= RAW RECORDS =

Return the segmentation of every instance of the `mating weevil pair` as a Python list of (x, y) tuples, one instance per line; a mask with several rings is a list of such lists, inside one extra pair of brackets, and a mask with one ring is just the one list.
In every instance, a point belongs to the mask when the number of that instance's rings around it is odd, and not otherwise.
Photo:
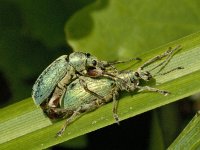
[[(173, 52), (178, 49), (180, 46), (170, 48), (144, 63), (135, 72), (116, 70), (113, 65), (123, 63), (121, 61), (113, 63), (99, 61), (94, 56), (80, 52), (72, 53), (66, 60), (67, 56), (64, 55), (55, 60), (39, 76), (33, 86), (32, 97), (37, 105), (41, 105), (47, 116), (67, 118), (57, 136), (61, 136), (66, 126), (83, 112), (95, 110), (110, 101), (113, 101), (113, 117), (118, 123), (119, 91), (131, 92), (138, 89), (163, 95), (169, 94), (164, 90), (140, 86), (140, 80), (149, 81), (152, 78), (150, 71), (164, 66), (172, 57)], [(167, 58), (150, 71), (144, 71), (146, 66), (163, 57)], [(177, 69), (182, 69), (182, 67), (174, 68), (166, 73)]]

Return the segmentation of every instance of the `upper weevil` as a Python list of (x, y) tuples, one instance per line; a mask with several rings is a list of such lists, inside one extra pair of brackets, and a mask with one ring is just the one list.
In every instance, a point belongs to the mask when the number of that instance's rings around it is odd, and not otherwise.
[[(125, 70), (125, 71), (117, 71), (113, 75), (115, 80), (109, 78), (89, 78), (80, 76), (75, 81), (71, 82), (68, 85), (68, 88), (64, 94), (63, 99), (59, 99), (57, 101), (51, 101), (49, 103), (54, 103), (55, 107), (52, 107), (52, 104), (46, 103), (44, 107), (44, 111), (48, 116), (56, 115), (61, 117), (66, 117), (67, 120), (62, 127), (62, 129), (57, 133), (57, 136), (61, 136), (64, 132), (66, 126), (73, 121), (76, 116), (83, 114), (83, 112), (88, 112), (97, 109), (98, 107), (106, 104), (107, 102), (113, 101), (113, 117), (116, 122), (119, 122), (119, 118), (117, 115), (117, 96), (119, 91), (128, 91), (132, 92), (135, 90), (143, 91), (152, 91), (158, 92), (163, 95), (169, 94), (168, 91), (156, 89), (150, 86), (141, 86), (140, 81), (149, 81), (152, 79), (154, 75), (150, 72), (158, 67), (163, 67), (172, 57), (172, 54), (175, 50), (180, 47), (176, 47), (174, 49), (169, 49), (161, 55), (158, 55), (142, 66), (140, 66), (137, 71)], [(163, 57), (167, 58), (153, 67), (148, 71), (145, 71), (144, 68), (157, 60), (162, 59)], [(171, 71), (182, 69), (182, 67), (177, 67), (172, 70), (169, 70), (163, 74), (167, 74)], [(156, 74), (155, 74), (156, 75)], [(121, 81), (124, 82), (121, 82)], [(89, 89), (89, 90), (88, 90)]]

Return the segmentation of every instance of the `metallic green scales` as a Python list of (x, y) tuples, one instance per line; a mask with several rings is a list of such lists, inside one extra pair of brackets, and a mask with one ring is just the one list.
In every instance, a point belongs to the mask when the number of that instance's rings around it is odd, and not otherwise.
[[(115, 81), (108, 78), (90, 78), (81, 77), (87, 85), (87, 88), (102, 97), (112, 98), (112, 89), (115, 86)], [(109, 96), (110, 95), (110, 96)], [(109, 98), (109, 101), (110, 101)], [(87, 92), (81, 85), (80, 80), (76, 79), (68, 87), (64, 99), (61, 102), (61, 108), (76, 110), (79, 107), (90, 104), (92, 101), (98, 100), (98, 97)], [(99, 99), (100, 100), (100, 99)]]
[[(36, 105), (47, 99), (69, 70), (67, 55), (60, 56), (40, 74), (33, 85), (32, 98)], [(73, 68), (72, 68), (73, 69)]]

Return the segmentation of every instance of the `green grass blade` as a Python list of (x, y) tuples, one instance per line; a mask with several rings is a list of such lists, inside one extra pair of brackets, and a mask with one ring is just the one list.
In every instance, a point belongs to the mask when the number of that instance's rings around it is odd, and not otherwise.
[[(182, 45), (183, 49), (174, 55), (163, 71), (177, 66), (185, 69), (156, 78), (156, 87), (168, 90), (171, 94), (163, 96), (149, 92), (123, 93), (118, 108), (121, 120), (200, 92), (200, 33), (149, 51), (141, 56), (143, 61), (133, 69), (175, 45)], [(110, 103), (79, 118), (68, 126), (62, 137), (55, 138), (64, 120), (52, 123), (29, 98), (0, 110), (0, 149), (44, 149), (114, 122)]]
[(168, 149), (200, 149), (200, 111), (194, 116)]

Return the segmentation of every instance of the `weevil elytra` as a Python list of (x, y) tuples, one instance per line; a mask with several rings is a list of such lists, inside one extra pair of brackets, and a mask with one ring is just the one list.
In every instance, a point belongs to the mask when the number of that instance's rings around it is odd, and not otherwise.
[[(56, 114), (57, 116), (67, 118), (61, 130), (57, 133), (57, 136), (61, 136), (66, 126), (70, 122), (72, 122), (77, 116), (82, 115), (83, 112), (95, 110), (110, 101), (113, 101), (113, 117), (118, 123), (119, 117), (117, 115), (117, 96), (120, 91), (132, 92), (137, 89), (138, 92), (146, 90), (157, 92), (165, 96), (168, 95), (168, 91), (156, 89), (150, 86), (141, 86), (140, 81), (149, 81), (150, 79), (152, 79), (153, 75), (150, 72), (158, 67), (164, 66), (172, 57), (173, 52), (178, 49), (180, 49), (179, 46), (174, 49), (169, 49), (163, 54), (150, 59), (141, 67), (139, 67), (137, 71), (117, 71), (113, 74), (115, 80), (103, 77), (94, 79), (90, 77), (80, 76), (78, 79), (71, 82), (68, 85), (63, 99), (57, 100), (56, 102), (53, 101), (54, 103), (56, 103), (55, 107), (46, 105), (47, 107), (43, 109), (47, 112), (47, 115)], [(144, 70), (146, 66), (164, 57), (167, 58), (159, 63), (157, 66), (149, 69), (149, 71)], [(174, 68), (167, 71), (166, 73), (170, 73), (171, 71), (177, 69), (182, 69), (182, 67)], [(123, 80), (124, 82), (121, 82), (121, 80)], [(89, 90), (87, 91), (86, 89)]]
[(48, 100), (51, 107), (56, 107), (54, 101), (62, 99), (67, 85), (79, 76), (105, 76), (114, 80), (115, 78), (106, 74), (105, 71), (115, 70), (112, 64), (100, 61), (89, 53), (74, 52), (69, 56), (60, 56), (36, 80), (33, 85), (32, 98), (36, 105)]

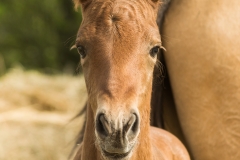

= GIVEN EXERCISE =
Pull out every line of the listing above that contains the string "scales". Case counts, so copy only lines where the capitalization matches.

= CORRECT RESPONSE =
Return the segmentation of every instance of the `metallic green scales` as a Python list of (x, y) tuples, one instance per line; a mask with several rings is a list of such lists, inside one extra pair of brackets, and a mask with one ring is just the one list.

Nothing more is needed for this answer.